*Set task*.
Can you write out every row below again, substituting "One point for each instance" for each "One marker per instance" and leaving everything else unchanged?
'''
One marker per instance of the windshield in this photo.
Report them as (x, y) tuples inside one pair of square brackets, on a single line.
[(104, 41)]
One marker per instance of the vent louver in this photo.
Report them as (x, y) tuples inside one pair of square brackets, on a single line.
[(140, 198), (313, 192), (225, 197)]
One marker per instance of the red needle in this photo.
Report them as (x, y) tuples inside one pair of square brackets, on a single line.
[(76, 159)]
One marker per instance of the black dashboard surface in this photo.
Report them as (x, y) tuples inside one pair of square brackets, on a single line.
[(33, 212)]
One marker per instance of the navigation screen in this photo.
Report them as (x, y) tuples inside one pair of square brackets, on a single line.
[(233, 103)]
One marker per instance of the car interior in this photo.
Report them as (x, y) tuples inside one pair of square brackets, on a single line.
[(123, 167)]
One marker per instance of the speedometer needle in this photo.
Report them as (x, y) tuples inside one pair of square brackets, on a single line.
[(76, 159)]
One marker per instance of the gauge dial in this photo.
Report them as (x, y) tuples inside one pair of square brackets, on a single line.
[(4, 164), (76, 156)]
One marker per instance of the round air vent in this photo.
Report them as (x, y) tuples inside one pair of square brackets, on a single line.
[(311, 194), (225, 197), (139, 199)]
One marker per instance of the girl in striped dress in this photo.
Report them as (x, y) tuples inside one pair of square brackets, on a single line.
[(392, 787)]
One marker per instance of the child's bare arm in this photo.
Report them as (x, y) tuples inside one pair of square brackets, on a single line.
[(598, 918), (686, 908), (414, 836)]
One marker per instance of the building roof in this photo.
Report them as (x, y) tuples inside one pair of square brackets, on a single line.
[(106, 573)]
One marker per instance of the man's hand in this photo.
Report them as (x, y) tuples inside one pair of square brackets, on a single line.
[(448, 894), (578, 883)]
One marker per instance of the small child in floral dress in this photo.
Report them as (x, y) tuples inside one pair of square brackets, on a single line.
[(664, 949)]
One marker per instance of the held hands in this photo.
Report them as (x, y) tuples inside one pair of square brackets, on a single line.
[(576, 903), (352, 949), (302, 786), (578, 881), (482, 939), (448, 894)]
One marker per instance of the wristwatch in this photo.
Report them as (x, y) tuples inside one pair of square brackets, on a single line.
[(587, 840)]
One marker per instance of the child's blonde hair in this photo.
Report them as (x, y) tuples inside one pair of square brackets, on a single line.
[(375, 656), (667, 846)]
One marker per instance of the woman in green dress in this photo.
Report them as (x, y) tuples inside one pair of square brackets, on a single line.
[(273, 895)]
'''
*In response*.
One point for each instance of the windshield in this photo.
Report them as (x, y) tuples inside one pair of square brackets, on a single line.
[(104, 41)]
One point for each instance of the vent louver in this photo.
Report them as (x, y) tuples inside one pair of square brackets, on a single line.
[(140, 198), (313, 192), (225, 197)]
One point for each instance of the red needle in this photo.
Report them as (x, y) tuples inside one pair of square brackets, on a single line.
[(76, 159)]
One point for each instance of the black dashboard surface in this photo.
Report them as (x, y) tuples inside one pair of square brackets, on a single line.
[(33, 212)]
One point for each instance of the navigation screen in this photo.
Report them as (x, y) tuples inside one pair of square brackets, on a single line.
[(233, 103)]
One point for each instance of the car interior in this photo.
Report them as (x, y) tuples inside one pair of square brackets, on a single line.
[(123, 167)]
One point for each instance of the speedometer needle in this photo.
Report them as (x, y) tuples inside one pair of square brackets, on a single line.
[(76, 159)]
One point for each instance of the gauge dial in this photo.
Report them as (x, y) tuples inside one pair of square brackets, on a single line.
[(4, 164), (76, 156)]
One point for each instance of the round air vent in this photo.
Report them as (x, y) tuples inside one pair of square brackets, on a single line.
[(311, 194), (225, 197), (139, 199)]
One point for each instance of the girl in striped dress in this photo.
Report them as (x, y) tuples inside one pair of square brackets, on a single line.
[(392, 787)]
One point for each instance of the child's bare arm in this photo.
Report them as (x, y) tuples inside one pair of square brackets, on a single line.
[(598, 918), (686, 908), (414, 836)]
One point for each instance of the building roof in this photo.
Report them as (x, y) tuples inside one pair of square brackets, on a single line.
[(106, 573)]
One point for each instance of the man's hand in this photo.
Report them as (x, y) tuples inside one pair of square brackets, on a single line.
[(448, 894), (578, 883)]
One point for each instance of the small child in floral dress in this photo.
Report them as (x, y) tuples inside one pair of square brackets, on a single line.
[(664, 949)]
One point for each instance of the held hands in this photo.
Report them as (x, y) tuples inside one pair of square brackets, on a single line.
[(576, 903), (352, 949), (302, 786), (578, 881), (482, 939), (448, 894)]
One point for each instance of the wristwatch in this photo.
Report them as (x, y) tuples inside one pair of square brackets, on a single line.
[(587, 840)]
One point for each instance of the child's blonde hair in this photo.
Report them as (x, y) tuples inside one pair of square brackets, on a single line.
[(375, 656), (667, 846)]
One point for each instance of the woman in green dress in this photo.
Report them as (x, y) tuples inside one pair of square brackets, on a single line.
[(273, 895)]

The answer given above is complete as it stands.